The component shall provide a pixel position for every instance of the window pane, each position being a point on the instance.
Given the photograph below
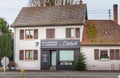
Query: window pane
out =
(27, 55)
(31, 33)
(27, 34)
(66, 55)
(31, 55)
(103, 54)
(72, 32)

WHAT TO DO -> Pictures included in the data should be dropped; everything else must be repeated exactly.

ANSWER SPACE ->
The component shall provide a pixel position for every instance of the window pane, each position being a point on the instance.
Given the photograph below
Query: window pane
out =
(27, 55)
(31, 33)
(27, 34)
(66, 55)
(31, 55)
(103, 54)
(72, 32)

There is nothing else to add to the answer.